PROBLEM TO WORK ON
Take the line that contains "Category: girl's white shirt" and every line after it in the material below, and quote them exactly.

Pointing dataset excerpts
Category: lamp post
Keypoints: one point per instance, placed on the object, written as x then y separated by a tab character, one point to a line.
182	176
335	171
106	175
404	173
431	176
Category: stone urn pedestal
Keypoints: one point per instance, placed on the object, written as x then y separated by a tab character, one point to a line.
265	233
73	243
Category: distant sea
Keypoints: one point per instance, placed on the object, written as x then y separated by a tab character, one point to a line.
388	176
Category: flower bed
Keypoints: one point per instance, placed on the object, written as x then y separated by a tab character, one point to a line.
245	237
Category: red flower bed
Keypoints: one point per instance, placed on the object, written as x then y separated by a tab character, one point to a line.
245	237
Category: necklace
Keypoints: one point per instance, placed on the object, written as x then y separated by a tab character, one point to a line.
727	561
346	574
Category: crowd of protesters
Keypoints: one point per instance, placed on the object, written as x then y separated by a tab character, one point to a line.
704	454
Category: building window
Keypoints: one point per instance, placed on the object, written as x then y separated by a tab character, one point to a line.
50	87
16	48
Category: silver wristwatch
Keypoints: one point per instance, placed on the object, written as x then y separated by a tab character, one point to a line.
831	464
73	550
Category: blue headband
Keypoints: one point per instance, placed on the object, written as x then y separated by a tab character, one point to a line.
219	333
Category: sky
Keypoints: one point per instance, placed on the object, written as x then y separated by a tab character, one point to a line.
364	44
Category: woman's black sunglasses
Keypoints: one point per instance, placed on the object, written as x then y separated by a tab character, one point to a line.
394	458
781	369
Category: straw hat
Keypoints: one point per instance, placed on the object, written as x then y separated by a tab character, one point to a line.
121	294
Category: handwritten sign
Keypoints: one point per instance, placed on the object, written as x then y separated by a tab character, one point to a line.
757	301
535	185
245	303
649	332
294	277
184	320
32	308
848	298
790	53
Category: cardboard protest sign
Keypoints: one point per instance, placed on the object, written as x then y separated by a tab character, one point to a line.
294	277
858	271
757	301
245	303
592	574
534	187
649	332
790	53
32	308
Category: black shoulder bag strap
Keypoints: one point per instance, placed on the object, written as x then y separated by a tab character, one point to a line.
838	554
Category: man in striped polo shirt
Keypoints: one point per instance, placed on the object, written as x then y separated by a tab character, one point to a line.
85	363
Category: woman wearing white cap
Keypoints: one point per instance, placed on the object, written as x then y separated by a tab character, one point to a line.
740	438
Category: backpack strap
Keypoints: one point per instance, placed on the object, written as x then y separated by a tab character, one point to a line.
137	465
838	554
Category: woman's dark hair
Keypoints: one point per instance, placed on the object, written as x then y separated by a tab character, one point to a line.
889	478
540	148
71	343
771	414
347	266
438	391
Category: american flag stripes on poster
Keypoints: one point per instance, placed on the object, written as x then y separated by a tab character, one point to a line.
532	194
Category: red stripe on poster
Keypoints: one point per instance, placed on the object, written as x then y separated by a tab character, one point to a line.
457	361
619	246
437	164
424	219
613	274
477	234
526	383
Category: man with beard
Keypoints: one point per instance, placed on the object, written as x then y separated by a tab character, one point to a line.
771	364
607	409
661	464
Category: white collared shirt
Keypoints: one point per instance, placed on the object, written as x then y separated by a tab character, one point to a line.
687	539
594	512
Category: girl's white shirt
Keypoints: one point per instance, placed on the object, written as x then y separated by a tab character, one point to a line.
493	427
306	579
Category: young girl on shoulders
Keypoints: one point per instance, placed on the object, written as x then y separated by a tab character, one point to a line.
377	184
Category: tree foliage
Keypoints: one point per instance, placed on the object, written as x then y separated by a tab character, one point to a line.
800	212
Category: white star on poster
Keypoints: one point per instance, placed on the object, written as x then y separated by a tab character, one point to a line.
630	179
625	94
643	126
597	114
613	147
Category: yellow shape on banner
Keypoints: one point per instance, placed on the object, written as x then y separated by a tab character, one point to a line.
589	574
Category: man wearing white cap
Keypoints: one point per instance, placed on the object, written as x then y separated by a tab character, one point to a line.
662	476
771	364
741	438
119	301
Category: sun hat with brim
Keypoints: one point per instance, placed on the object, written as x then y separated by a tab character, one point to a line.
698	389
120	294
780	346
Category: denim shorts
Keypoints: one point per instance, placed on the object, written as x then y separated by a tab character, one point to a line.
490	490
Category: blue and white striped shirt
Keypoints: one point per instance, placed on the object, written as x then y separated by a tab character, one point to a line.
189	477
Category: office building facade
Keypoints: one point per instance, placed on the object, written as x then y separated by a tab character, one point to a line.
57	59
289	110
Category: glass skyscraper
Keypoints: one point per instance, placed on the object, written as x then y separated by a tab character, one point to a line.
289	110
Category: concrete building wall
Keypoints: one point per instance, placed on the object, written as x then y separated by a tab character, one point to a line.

RESULT
Category: girl's white shirt
Keypoints: one point per instance, placed on the object, written as x then y separated by a tab character, one point to a line.
493	427
306	579
Category: young girl on shoulders
Keypoints: one point per instance, placed on the object, written as x then y separated by a tab character, one point to a line.
377	184
Category: tree foliage
Keypoints: one point per instance, placed on the object, written as x then y separated by a tab character, one point to a line.
800	212
Category: white star on poster
Keypoints: one point per instance, placed on the object, written as x then y separated by a tab character, one point to a line.
630	179
625	94
643	126
597	114
613	147
Category: yellow shape on banner
Keypoints: one point per instance, placed on the object, written as x then y separated by a tab character, one point to a line.
589	574
Category: man wearing white cap
Keypoints: one point per instance, placed on the object, written as x then y separated by a tab character, one point to a line.
662	476
771	364
741	438
119	301
Category: sun hat with brim
Keypoints: one point per instance, placed on the object, written as x then y separated by a tab character, one point to a line.
698	389
120	294
780	346
Category: denim shorts
Keypoints: one point per instance, placed on the object, written as x then y separated by a tab character, one point to a line.
490	490
Category: blue and white striped shirt
Keypoints: one point per instance, placed on the object, written as x then y separated by a tab character, one point to a line.
189	477
Category: office building facade
Keypoints: one point per instance, placed on the object, written as x then y separated by a tab character, one point to a line.
57	59
289	110
Category: glass skyscraper
Keypoints: one point per instance, placed on the object, written as x then y separated by a tab character, one point to a line.
289	110
Category: concrete building wall
Keypoints: one point per instance, placed on the object, written as x then y separated by a tab character, one point to a line.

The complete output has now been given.